Our Project Schedule Template provides weekly and monthly timelines, color-coding for task durations, and plenty of room for projects big and small.
What Is a Project Schedule?
In simple terms, a project schedule provides an overview of a project timeline. It displays the start and end dates (durations) for tasks, dependencies, milestones, and deliverables.
Project managers create project schedules to estimate the durations of those action items. This allows them to get the “big picture” of activity and project completions.
While a Gantt chart serves as a clear visual for project planning, a schedule that focuses on the timeline can also be a helpful management tool. Plus, it can be used in conjunction with a Gantt chart template and provided to stakeholders for a clean and clear overview.
This Project Schedule Template provides exactly what you need to create a manageable, reliable, and easy-to-read timeline from your project plan.
How to Create a Project Schedule
Before you can create a project schedule, there are a few essentials you should consider during your planning.
- Evaluate and clearly define the project’s objectives.
- Identify all of the project’s stakeholders.
- Make sure you’re ready for the schedule. If you’re in the early planning stages, you should list out ideas before putting together the schedule.
If you’re truly ready to assemble that project schedule, Project Smart offers eight terrific tips.
- Plan with your team. This establishes ownership for each contributing member, and keeps everyone on the same page.
- Cover the scope of the project. Review the scope statement and be aware of what’s expected from the client.
- Group tasks into phases. From kickoff to closeout, grouping tasks helps you deliver pieces at a time.
- Create milestones. Setting milestones helps you stay focused, motivated, and measure progress.
- Estimate times with your team. Getting input on times from your team helps you create a realistic timeline based on resources and skill sets.
- Match resources and skills with the tasks. Having the right resource on the right task is essential for any project.

_Data to process_.
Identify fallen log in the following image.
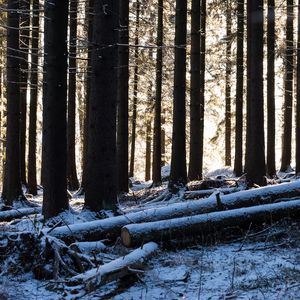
[121,200,300,247]
[66,242,158,299]
[45,180,300,243]
[0,207,42,222]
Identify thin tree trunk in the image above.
[43,0,69,219]
[280,0,294,172]
[246,0,266,186]
[169,0,187,188]
[85,0,119,211]
[2,0,23,205]
[234,0,244,176]
[129,0,140,177]
[152,0,164,186]
[267,0,276,177]
[225,0,232,166]
[117,0,129,193]
[67,0,79,191]
[189,0,202,180]
[28,0,39,195]
[19,0,30,186]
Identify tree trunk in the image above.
[169,0,187,188]
[280,0,294,172]
[67,0,79,191]
[85,0,119,211]
[117,0,129,193]
[2,0,24,205]
[234,0,244,176]
[121,200,300,247]
[50,181,300,242]
[129,0,140,177]
[43,0,69,219]
[28,0,40,196]
[225,0,232,166]
[189,0,202,180]
[81,0,94,194]
[267,0,276,177]
[152,0,164,186]
[296,0,300,175]
[19,0,30,186]
[246,0,266,186]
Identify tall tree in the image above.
[78,0,94,195]
[19,0,30,186]
[189,0,201,180]
[234,0,244,176]
[85,0,119,211]
[169,0,187,187]
[129,0,141,177]
[2,0,24,206]
[42,0,69,219]
[280,0,294,172]
[67,0,79,191]
[117,0,129,192]
[267,0,276,177]
[28,0,40,195]
[246,0,266,186]
[296,0,300,175]
[152,0,164,186]
[225,0,232,166]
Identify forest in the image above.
[0,0,300,300]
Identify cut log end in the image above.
[121,227,131,248]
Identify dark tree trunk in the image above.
[152,0,164,186]
[169,0,187,187]
[81,0,94,194]
[246,0,266,186]
[296,0,300,175]
[234,0,244,176]
[189,0,202,180]
[129,0,140,177]
[19,0,30,186]
[2,0,23,205]
[280,0,294,172]
[267,0,276,177]
[28,0,39,195]
[85,0,119,211]
[117,0,129,193]
[225,0,231,166]
[67,0,79,191]
[43,0,69,219]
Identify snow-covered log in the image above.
[66,242,158,299]
[0,207,42,222]
[50,180,300,242]
[121,200,300,247]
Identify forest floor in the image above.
[0,168,300,300]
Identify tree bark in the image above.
[121,200,300,247]
[27,0,40,196]
[280,0,294,172]
[43,0,69,219]
[67,0,79,191]
[225,0,232,166]
[245,0,266,186]
[85,0,119,211]
[188,0,203,180]
[117,0,129,193]
[169,0,187,188]
[152,0,164,186]
[2,0,24,206]
[267,0,276,177]
[234,0,244,176]
[129,0,141,177]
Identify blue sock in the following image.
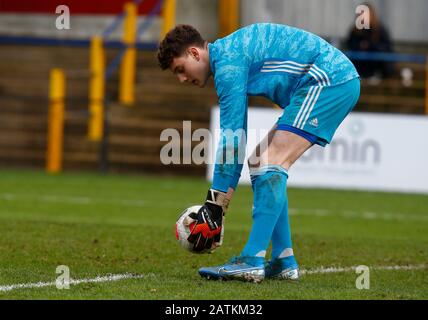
[241,166,288,258]
[272,191,297,266]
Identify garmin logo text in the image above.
[301,138,382,165]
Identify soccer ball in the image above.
[175,206,224,253]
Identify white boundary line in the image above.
[0,273,144,292]
[0,264,428,292]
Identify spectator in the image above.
[347,4,394,82]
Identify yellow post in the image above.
[425,56,428,115]
[46,69,65,173]
[119,2,137,105]
[218,0,240,38]
[161,0,177,39]
[88,37,105,142]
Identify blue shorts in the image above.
[276,78,360,147]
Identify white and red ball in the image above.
[175,206,224,253]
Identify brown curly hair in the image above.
[158,24,205,70]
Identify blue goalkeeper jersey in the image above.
[208,23,359,191]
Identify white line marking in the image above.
[0,264,428,292]
[0,273,144,292]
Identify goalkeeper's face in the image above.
[171,47,211,88]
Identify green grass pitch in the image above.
[0,171,428,300]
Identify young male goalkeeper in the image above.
[158,24,360,282]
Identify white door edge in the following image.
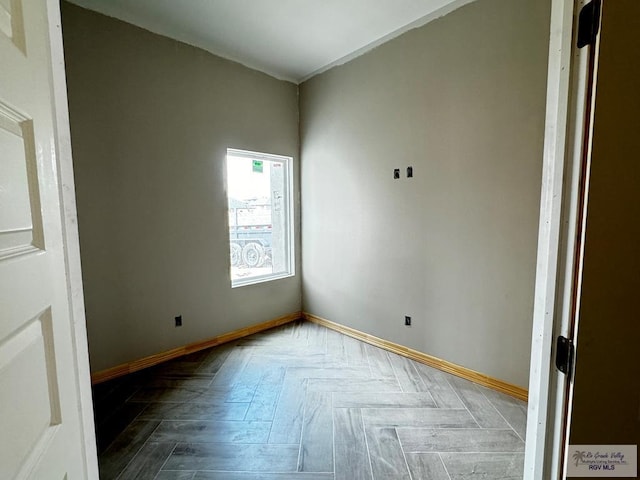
[47,0,99,479]
[524,0,588,480]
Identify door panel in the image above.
[569,0,640,474]
[0,0,92,479]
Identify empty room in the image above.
[69,0,550,480]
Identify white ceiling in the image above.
[71,0,473,83]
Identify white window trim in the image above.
[225,148,296,288]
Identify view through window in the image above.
[227,149,293,287]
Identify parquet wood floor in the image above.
[94,322,526,480]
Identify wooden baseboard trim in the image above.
[302,312,529,401]
[91,312,302,385]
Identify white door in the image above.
[0,0,97,480]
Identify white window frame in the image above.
[225,148,295,288]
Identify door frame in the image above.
[47,0,99,479]
[524,0,597,480]
[42,0,588,480]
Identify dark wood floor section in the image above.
[94,322,526,480]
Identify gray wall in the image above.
[300,0,549,387]
[63,3,301,371]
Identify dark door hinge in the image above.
[556,336,575,375]
[578,0,602,48]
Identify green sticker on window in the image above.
[253,160,262,173]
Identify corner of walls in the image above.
[62,2,301,371]
[300,0,549,387]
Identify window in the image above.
[227,148,294,287]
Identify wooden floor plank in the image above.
[94,322,526,480]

_Work to do_.
1. Reproduce the part of the project schedule passage that opens with the words containing "What Is a Project" and closes with "milestones, and deliverables.".
2. Rewrite the rows from their start through the line that contains "[121,227,131,248]", both ends included, with "fallen log" changed to "downed log" and nothing else altered. Give only those lines, and leave the pictures out.
The project schedule passage and the rows are unrelated pieces of material.

_Results of the tasks_.
1.
What Is a Project Schedule?
In simple terms, a project schedule provides an overview of a project timeline. It displays the start and end dates (durations) for tasks, dependencies, milestones, and deliverables.

2.
Identify downed log in the following image.
[121,200,300,247]
[66,242,158,299]
[45,180,300,243]
[0,207,42,222]
Identify thin tree trunk in the image above.
[43,0,69,219]
[280,0,294,172]
[246,0,266,186]
[169,0,187,188]
[85,0,119,211]
[2,0,23,205]
[234,0,244,176]
[129,0,140,177]
[152,0,164,186]
[267,0,276,177]
[225,0,232,166]
[117,0,129,193]
[67,0,79,191]
[189,0,202,180]
[28,0,39,195]
[19,0,30,186]
Identify tree trunk in the image above.
[169,0,187,188]
[280,0,294,172]
[67,0,79,191]
[85,0,119,211]
[117,0,129,193]
[2,0,24,205]
[234,0,244,176]
[121,200,300,247]
[50,181,300,242]
[129,0,140,177]
[43,0,69,219]
[28,0,40,196]
[225,0,232,166]
[189,0,202,180]
[81,0,94,194]
[267,0,276,177]
[152,0,164,186]
[296,0,300,175]
[19,0,30,186]
[246,0,266,186]
Identify tall tree in the image above.
[78,0,94,195]
[19,0,30,186]
[189,0,201,180]
[234,0,244,176]
[85,0,119,211]
[169,0,187,187]
[129,0,141,177]
[2,0,24,206]
[42,0,69,219]
[280,0,294,172]
[67,0,79,191]
[117,0,129,192]
[267,0,276,177]
[28,0,40,195]
[246,0,266,186]
[296,0,300,175]
[152,0,164,186]
[225,0,232,166]
Identify forest in the image above.
[0,0,300,300]
Identify cut log end in the image above.
[121,227,131,248]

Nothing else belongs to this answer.